Reproduce the passage of the forum post starting at "I think you" and ending at "were in charge.".

*Selected excerpt*

- - -

I am genuinely looking forward to that poster at the end of the month. It's not going to be the solution to all our problems but it could really nail down some of the discussions we've had here and maybe get some people (no names) to accept that the trial design is the right one.
SPCEO1 wrote: First, all three of my friends had the same disappointed feeling as most everybody else after the 8:30AM conference call. They went into the call with management unhappy. Based on what they told me they did not learn anything new from management - it was more the tone and emphasis around TH-1902 that was completely different. They left that second call feeling that everything was just fine. I think they all came away also thinking that NASH was not totally dead. The 8:30AM call was lacking energyand the later call was not. They asked tough questions and thought they got straightforward answers.
I think you understood me properly about why I chose not to participate. You would have to a sk the company why they don't like me sharing what I hear in those calls here on this website. Humans have a big need to control things, even when it does not make much sense to try or when doing so actually works against your own interests, as it does in this case in my opinion. If they were smart, and they used to be smart, they would try to utilize me to spread the message they want to spread. But that was in a different era when different people were in charge.

- - -

*Data supplied*
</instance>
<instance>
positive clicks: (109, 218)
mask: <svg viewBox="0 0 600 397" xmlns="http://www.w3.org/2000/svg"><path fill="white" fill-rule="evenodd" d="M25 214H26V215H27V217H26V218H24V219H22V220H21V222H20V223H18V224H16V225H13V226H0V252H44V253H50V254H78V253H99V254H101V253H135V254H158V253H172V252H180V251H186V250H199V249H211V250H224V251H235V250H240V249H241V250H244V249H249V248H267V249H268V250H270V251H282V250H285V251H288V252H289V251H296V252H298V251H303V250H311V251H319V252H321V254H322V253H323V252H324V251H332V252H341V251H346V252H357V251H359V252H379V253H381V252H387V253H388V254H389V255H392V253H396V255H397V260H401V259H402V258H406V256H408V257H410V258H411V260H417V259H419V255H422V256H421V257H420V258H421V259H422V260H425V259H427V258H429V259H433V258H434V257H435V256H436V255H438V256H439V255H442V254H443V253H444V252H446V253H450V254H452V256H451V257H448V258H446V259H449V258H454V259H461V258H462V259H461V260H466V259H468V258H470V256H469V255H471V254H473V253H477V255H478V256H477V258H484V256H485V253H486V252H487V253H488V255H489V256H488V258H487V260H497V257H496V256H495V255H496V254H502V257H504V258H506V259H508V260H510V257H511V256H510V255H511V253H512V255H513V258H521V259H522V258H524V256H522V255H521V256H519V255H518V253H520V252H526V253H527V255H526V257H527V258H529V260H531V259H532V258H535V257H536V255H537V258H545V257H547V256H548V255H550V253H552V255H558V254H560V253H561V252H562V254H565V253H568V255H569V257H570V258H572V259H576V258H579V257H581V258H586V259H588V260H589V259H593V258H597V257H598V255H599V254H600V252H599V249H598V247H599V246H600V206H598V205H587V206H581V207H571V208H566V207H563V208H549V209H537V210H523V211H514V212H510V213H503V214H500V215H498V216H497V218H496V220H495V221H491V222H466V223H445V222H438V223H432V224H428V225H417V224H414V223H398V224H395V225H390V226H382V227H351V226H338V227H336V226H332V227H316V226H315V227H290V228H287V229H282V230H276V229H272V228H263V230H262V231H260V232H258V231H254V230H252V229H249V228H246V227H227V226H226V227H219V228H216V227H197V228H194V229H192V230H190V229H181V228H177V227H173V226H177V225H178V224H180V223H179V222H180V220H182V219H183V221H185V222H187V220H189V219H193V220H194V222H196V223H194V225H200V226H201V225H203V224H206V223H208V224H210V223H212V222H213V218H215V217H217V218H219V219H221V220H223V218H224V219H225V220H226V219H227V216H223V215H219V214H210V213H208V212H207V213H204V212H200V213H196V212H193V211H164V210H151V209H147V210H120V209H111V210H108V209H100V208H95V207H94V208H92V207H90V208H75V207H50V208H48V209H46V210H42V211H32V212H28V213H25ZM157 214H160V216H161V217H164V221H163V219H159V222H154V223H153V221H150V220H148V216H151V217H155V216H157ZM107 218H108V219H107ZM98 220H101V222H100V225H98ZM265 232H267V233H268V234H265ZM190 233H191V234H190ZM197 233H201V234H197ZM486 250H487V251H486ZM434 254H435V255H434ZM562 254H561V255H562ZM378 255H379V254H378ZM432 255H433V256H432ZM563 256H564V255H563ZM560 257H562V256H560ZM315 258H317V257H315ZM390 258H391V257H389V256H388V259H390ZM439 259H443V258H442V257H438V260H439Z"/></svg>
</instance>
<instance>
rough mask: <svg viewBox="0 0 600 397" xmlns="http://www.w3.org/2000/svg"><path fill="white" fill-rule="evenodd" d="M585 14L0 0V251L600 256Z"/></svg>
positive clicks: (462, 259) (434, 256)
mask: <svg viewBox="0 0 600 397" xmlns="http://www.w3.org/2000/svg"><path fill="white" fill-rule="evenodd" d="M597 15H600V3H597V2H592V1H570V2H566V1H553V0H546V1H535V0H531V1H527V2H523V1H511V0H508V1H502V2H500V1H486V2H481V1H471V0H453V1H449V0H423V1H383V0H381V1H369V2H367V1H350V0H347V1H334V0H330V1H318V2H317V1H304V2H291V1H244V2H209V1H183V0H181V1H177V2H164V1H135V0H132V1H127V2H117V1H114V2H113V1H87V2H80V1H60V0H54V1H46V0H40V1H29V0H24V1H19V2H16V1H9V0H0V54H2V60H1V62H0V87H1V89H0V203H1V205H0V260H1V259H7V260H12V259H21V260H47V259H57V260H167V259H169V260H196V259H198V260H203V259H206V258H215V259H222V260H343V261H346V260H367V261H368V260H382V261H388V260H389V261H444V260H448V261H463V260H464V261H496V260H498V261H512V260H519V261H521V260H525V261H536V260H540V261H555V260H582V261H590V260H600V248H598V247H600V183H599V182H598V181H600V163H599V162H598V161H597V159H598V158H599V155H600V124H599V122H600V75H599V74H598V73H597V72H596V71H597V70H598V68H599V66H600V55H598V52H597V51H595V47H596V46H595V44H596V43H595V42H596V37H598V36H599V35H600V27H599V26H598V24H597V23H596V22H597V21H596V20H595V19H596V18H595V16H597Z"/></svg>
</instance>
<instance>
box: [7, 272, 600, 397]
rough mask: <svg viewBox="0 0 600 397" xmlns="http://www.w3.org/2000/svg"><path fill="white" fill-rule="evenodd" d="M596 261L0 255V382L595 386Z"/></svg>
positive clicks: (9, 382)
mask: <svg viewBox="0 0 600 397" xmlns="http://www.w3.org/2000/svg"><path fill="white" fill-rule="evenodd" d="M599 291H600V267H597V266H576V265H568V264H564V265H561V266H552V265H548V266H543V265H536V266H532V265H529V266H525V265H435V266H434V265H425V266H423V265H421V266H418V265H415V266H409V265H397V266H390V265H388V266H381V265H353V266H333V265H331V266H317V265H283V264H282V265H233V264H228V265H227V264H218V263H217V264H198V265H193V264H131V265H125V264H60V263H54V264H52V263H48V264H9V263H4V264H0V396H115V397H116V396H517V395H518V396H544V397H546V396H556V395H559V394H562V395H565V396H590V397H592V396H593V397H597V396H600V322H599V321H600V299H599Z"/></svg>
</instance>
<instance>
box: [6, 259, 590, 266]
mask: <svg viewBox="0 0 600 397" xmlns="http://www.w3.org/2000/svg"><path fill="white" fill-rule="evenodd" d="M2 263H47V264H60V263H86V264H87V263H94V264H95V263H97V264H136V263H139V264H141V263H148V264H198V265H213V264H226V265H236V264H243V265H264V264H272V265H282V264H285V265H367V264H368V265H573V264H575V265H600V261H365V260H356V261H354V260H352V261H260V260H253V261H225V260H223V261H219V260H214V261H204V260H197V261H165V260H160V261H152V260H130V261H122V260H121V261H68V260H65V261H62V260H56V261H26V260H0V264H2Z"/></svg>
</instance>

- - -

*Response*
I think you understood me properly about why I chose not to participate. You would have to a sk the company why they don't like me sharing what I hear in those calls here on this website. Humans have a big need to control things, even when it does not make much sense to try or when doing so actually works against your own interests, as it does in this case in my opinion. If they were smart, and they used to be smart, they would try to utilize me to spread the message they want to spread. But that was in a different era when different people were in charge.